# Records supplied
# # # #

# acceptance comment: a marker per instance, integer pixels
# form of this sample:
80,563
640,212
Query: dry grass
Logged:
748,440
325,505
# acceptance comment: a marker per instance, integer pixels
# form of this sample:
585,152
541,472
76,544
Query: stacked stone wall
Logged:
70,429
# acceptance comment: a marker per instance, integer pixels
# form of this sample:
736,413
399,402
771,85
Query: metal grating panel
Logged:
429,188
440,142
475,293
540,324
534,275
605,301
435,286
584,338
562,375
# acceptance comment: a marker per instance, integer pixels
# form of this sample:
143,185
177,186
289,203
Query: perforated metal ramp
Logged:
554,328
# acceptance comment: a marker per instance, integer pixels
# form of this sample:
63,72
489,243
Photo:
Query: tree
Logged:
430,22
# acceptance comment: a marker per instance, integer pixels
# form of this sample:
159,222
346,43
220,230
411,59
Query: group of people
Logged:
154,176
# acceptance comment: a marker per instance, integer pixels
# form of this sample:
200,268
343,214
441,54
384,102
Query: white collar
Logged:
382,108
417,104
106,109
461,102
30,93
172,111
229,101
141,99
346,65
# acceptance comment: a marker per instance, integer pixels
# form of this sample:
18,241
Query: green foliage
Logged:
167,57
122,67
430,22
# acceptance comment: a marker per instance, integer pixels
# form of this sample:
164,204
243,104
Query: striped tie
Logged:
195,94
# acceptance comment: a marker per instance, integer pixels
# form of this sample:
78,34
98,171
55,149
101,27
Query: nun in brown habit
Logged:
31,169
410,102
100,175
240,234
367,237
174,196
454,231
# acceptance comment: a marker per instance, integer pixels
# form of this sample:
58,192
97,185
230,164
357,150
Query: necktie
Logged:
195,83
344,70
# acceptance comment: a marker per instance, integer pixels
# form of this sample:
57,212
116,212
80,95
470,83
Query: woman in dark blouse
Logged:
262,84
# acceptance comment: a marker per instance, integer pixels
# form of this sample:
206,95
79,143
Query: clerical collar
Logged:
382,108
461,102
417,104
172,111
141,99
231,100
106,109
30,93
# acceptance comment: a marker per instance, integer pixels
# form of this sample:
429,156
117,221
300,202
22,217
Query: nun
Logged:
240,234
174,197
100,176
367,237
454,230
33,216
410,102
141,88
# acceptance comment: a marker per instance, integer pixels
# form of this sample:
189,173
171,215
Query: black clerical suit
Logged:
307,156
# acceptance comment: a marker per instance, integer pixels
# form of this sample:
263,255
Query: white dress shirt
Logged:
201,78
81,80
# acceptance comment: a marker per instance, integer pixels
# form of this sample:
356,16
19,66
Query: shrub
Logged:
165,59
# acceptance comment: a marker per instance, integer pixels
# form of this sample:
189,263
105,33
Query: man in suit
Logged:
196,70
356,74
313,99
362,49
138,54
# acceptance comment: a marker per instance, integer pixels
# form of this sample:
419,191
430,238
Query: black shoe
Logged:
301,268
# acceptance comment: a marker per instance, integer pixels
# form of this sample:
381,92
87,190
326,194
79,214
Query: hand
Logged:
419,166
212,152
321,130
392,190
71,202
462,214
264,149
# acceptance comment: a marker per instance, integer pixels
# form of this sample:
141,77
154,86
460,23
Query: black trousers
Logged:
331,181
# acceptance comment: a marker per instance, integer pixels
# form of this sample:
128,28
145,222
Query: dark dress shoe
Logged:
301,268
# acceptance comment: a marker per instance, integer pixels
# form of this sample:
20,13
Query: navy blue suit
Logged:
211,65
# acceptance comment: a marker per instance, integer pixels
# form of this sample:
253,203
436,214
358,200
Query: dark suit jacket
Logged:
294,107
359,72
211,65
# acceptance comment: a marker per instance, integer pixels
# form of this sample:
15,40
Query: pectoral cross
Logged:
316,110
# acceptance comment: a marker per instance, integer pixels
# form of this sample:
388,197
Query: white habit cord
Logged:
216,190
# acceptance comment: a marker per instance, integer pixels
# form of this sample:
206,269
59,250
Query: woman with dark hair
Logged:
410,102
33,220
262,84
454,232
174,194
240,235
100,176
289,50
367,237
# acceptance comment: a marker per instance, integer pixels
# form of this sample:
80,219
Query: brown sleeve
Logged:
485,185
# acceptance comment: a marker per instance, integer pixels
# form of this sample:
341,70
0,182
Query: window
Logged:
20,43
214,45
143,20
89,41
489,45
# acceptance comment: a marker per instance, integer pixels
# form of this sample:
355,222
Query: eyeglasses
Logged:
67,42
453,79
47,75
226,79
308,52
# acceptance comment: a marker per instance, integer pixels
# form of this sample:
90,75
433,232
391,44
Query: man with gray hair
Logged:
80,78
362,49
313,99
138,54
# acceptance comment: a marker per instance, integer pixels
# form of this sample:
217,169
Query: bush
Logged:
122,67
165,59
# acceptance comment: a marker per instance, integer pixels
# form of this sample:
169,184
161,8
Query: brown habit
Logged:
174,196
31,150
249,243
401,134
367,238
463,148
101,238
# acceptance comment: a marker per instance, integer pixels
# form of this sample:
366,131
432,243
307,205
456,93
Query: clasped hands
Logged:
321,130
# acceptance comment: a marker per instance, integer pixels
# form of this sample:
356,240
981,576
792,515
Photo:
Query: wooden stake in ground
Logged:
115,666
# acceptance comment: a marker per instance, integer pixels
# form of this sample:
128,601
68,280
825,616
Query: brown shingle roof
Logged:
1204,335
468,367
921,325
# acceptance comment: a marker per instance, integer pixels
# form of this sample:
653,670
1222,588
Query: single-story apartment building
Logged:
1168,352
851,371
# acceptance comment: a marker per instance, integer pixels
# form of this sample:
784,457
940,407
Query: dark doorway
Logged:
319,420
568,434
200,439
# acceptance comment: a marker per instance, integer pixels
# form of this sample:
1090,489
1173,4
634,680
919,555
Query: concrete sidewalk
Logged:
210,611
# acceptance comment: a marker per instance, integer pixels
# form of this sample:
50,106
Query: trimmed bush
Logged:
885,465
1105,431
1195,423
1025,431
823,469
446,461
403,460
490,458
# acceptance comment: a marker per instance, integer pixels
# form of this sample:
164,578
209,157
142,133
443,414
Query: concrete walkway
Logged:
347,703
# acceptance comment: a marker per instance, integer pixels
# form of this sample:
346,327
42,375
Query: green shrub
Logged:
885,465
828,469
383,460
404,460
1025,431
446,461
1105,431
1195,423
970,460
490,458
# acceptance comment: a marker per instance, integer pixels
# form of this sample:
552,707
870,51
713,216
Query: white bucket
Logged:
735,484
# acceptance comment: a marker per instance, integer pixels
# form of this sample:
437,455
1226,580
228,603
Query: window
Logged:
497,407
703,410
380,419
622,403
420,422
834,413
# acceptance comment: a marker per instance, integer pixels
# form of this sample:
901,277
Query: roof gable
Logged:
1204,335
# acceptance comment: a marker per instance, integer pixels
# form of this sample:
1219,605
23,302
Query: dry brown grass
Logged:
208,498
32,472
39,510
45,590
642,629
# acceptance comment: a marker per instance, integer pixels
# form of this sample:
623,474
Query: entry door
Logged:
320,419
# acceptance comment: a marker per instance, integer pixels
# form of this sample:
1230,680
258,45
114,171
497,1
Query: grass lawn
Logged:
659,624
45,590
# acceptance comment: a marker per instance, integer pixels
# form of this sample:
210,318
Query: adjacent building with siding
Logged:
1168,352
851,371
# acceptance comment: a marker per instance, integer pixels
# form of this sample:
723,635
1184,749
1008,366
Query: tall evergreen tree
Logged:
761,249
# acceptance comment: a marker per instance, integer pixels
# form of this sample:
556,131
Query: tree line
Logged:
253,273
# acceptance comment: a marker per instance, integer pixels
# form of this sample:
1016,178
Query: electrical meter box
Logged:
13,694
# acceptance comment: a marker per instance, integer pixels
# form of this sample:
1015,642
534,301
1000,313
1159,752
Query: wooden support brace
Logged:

# # # #

Pull out every line in the items that contains the string "suit". Case counts.

Query: black clerical suit
Query: man in suit
Query: navy blue suit
Query: dark suit jacket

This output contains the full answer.